(Source data)
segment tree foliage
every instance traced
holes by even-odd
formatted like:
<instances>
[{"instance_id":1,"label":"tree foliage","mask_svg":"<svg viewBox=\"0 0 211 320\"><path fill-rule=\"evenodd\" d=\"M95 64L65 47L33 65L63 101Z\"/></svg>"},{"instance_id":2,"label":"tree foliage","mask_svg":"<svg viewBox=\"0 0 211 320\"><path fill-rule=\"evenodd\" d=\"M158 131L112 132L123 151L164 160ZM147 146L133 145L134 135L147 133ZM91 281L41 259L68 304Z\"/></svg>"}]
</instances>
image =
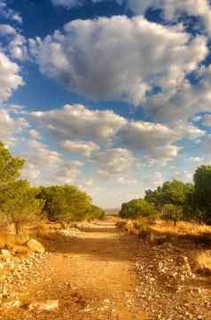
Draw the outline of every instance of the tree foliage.
<instances>
[{"instance_id":1,"label":"tree foliage","mask_svg":"<svg viewBox=\"0 0 211 320\"><path fill-rule=\"evenodd\" d=\"M12 156L0 143L0 223L15 223L35 219L43 204L25 180L20 180L24 160Z\"/></svg>"},{"instance_id":2,"label":"tree foliage","mask_svg":"<svg viewBox=\"0 0 211 320\"><path fill-rule=\"evenodd\" d=\"M195 206L200 219L211 222L211 165L201 165L194 177Z\"/></svg>"},{"instance_id":3,"label":"tree foliage","mask_svg":"<svg viewBox=\"0 0 211 320\"><path fill-rule=\"evenodd\" d=\"M43 212L52 221L81 221L104 215L102 210L92 204L90 197L74 186L40 187L37 198L44 201Z\"/></svg>"},{"instance_id":4,"label":"tree foliage","mask_svg":"<svg viewBox=\"0 0 211 320\"><path fill-rule=\"evenodd\" d=\"M156 214L153 204L144 199L134 199L122 204L120 216L123 219L137 219L138 217L153 217Z\"/></svg>"}]
</instances>

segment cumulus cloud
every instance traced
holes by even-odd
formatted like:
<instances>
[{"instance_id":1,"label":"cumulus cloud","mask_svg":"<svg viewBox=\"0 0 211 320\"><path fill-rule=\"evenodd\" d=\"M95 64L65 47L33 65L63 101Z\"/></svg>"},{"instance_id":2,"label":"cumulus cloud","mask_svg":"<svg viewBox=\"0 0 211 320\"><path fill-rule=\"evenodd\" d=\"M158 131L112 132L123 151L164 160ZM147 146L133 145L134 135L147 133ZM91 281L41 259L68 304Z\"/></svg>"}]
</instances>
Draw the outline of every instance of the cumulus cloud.
<instances>
[{"instance_id":1,"label":"cumulus cloud","mask_svg":"<svg viewBox=\"0 0 211 320\"><path fill-rule=\"evenodd\" d=\"M150 8L161 9L168 20L181 15L199 17L211 34L211 6L208 0L127 0L128 7L137 14L145 14Z\"/></svg>"},{"instance_id":2,"label":"cumulus cloud","mask_svg":"<svg viewBox=\"0 0 211 320\"><path fill-rule=\"evenodd\" d=\"M40 174L41 172L35 167L34 164L27 163L22 170L21 177L23 179L28 180L34 184Z\"/></svg>"},{"instance_id":3,"label":"cumulus cloud","mask_svg":"<svg viewBox=\"0 0 211 320\"><path fill-rule=\"evenodd\" d=\"M98 152L92 159L99 167L98 174L105 177L129 172L136 163L130 151L120 148Z\"/></svg>"},{"instance_id":4,"label":"cumulus cloud","mask_svg":"<svg viewBox=\"0 0 211 320\"><path fill-rule=\"evenodd\" d=\"M61 5L66 9L72 9L83 5L84 0L51 0L54 5Z\"/></svg>"},{"instance_id":5,"label":"cumulus cloud","mask_svg":"<svg viewBox=\"0 0 211 320\"><path fill-rule=\"evenodd\" d=\"M99 149L99 147L92 141L61 141L59 145L64 150L71 153L78 153L84 156L90 156L91 153Z\"/></svg>"},{"instance_id":6,"label":"cumulus cloud","mask_svg":"<svg viewBox=\"0 0 211 320\"><path fill-rule=\"evenodd\" d=\"M3 39L1 49L12 59L23 60L27 58L27 39L8 24L0 24L0 39ZM3 45L4 43L4 45Z\"/></svg>"},{"instance_id":7,"label":"cumulus cloud","mask_svg":"<svg viewBox=\"0 0 211 320\"><path fill-rule=\"evenodd\" d=\"M123 186L135 186L137 184L137 180L136 179L127 177L118 177L117 182Z\"/></svg>"},{"instance_id":8,"label":"cumulus cloud","mask_svg":"<svg viewBox=\"0 0 211 320\"><path fill-rule=\"evenodd\" d=\"M153 150L178 139L177 132L160 124L129 122L117 133L120 141L134 150Z\"/></svg>"},{"instance_id":9,"label":"cumulus cloud","mask_svg":"<svg viewBox=\"0 0 211 320\"><path fill-rule=\"evenodd\" d=\"M17 134L27 128L23 117L13 117L8 110L0 108L0 140L11 146L17 140Z\"/></svg>"},{"instance_id":10,"label":"cumulus cloud","mask_svg":"<svg viewBox=\"0 0 211 320\"><path fill-rule=\"evenodd\" d=\"M35 140L26 141L24 148L25 150L22 152L22 156L35 165L43 166L46 164L47 167L55 168L63 162L60 154L51 150L47 146Z\"/></svg>"},{"instance_id":11,"label":"cumulus cloud","mask_svg":"<svg viewBox=\"0 0 211 320\"><path fill-rule=\"evenodd\" d=\"M22 23L22 17L20 14L8 6L7 0L1 0L0 2L0 17L13 20L18 23Z\"/></svg>"},{"instance_id":12,"label":"cumulus cloud","mask_svg":"<svg viewBox=\"0 0 211 320\"><path fill-rule=\"evenodd\" d=\"M72 161L69 164L65 164L61 169L57 172L55 180L57 183L71 184L80 175L80 168L83 164L80 161Z\"/></svg>"},{"instance_id":13,"label":"cumulus cloud","mask_svg":"<svg viewBox=\"0 0 211 320\"><path fill-rule=\"evenodd\" d=\"M184 137L196 140L205 132L191 124L178 122L169 128L161 124L129 121L109 110L90 110L82 105L66 105L60 109L28 114L31 121L50 132L66 151L90 156L104 148L118 146L141 151L167 161L176 157L180 148L175 143ZM87 140L85 140L84 138Z\"/></svg>"},{"instance_id":14,"label":"cumulus cloud","mask_svg":"<svg viewBox=\"0 0 211 320\"><path fill-rule=\"evenodd\" d=\"M30 129L28 135L32 140L39 140L41 138L40 132L35 129Z\"/></svg>"},{"instance_id":15,"label":"cumulus cloud","mask_svg":"<svg viewBox=\"0 0 211 320\"><path fill-rule=\"evenodd\" d=\"M31 120L41 124L63 140L109 140L127 120L113 111L90 110L82 105L66 105L60 109L29 114Z\"/></svg>"},{"instance_id":16,"label":"cumulus cloud","mask_svg":"<svg viewBox=\"0 0 211 320\"><path fill-rule=\"evenodd\" d=\"M14 90L24 84L20 71L18 64L0 51L0 102L9 99Z\"/></svg>"},{"instance_id":17,"label":"cumulus cloud","mask_svg":"<svg viewBox=\"0 0 211 320\"><path fill-rule=\"evenodd\" d=\"M164 27L143 16L77 20L64 33L29 43L41 71L69 90L137 105L154 86L182 85L207 54L202 36L191 38L180 25Z\"/></svg>"}]
</instances>

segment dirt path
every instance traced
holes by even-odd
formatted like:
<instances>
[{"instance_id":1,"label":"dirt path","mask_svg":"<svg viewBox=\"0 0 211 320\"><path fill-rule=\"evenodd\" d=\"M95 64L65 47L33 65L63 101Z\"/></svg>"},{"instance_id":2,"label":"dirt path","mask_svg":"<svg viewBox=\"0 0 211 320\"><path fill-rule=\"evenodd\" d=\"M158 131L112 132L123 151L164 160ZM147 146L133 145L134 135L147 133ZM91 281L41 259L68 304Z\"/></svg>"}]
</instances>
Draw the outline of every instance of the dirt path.
<instances>
[{"instance_id":1,"label":"dirt path","mask_svg":"<svg viewBox=\"0 0 211 320\"><path fill-rule=\"evenodd\" d=\"M46 241L51 254L32 270L36 284L28 284L20 300L58 300L59 309L37 313L19 308L1 319L145 319L137 299L137 241L121 234L111 220L84 229L79 237Z\"/></svg>"}]
</instances>

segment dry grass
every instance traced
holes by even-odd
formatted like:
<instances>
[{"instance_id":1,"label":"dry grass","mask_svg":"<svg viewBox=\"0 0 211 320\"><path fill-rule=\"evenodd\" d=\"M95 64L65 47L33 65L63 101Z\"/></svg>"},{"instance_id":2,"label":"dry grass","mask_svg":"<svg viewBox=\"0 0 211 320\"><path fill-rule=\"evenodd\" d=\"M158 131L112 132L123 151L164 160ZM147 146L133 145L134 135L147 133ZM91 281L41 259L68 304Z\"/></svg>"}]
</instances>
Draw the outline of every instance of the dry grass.
<instances>
[{"instance_id":1,"label":"dry grass","mask_svg":"<svg viewBox=\"0 0 211 320\"><path fill-rule=\"evenodd\" d=\"M197 271L211 274L211 252L209 250L197 252L194 260Z\"/></svg>"},{"instance_id":2,"label":"dry grass","mask_svg":"<svg viewBox=\"0 0 211 320\"><path fill-rule=\"evenodd\" d=\"M172 235L211 235L210 226L186 221L179 221L176 223L176 226L174 227L173 221L157 220L151 228L155 231Z\"/></svg>"}]
</instances>

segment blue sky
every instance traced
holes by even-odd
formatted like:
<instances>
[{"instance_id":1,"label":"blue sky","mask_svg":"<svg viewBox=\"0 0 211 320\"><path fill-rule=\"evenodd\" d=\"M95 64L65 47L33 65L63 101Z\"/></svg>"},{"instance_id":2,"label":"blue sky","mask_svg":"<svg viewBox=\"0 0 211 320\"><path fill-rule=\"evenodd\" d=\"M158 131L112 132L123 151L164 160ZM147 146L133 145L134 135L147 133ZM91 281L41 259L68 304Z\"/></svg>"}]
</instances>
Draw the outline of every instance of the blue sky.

[WHAT YOU NEED TO DO]
Copy out every line from the one containing "segment blue sky" to the end of the material, both ends included.

[FULL SOLUTION]
segment blue sky
every instance traced
holes by even-odd
formatted like:
<instances>
[{"instance_id":1,"label":"blue sky","mask_svg":"<svg viewBox=\"0 0 211 320\"><path fill-rule=\"evenodd\" d=\"M95 64L65 47L33 65L63 101Z\"/></svg>"},{"instance_id":2,"label":"blue sky","mask_svg":"<svg viewBox=\"0 0 211 320\"><path fill-rule=\"evenodd\" d=\"M158 131L112 132L123 151L164 160ZM147 146L133 145L134 135L147 133ZM91 281L41 259L68 304Z\"/></svg>"}]
</instances>
Draw the outline of every instance of the blue sky.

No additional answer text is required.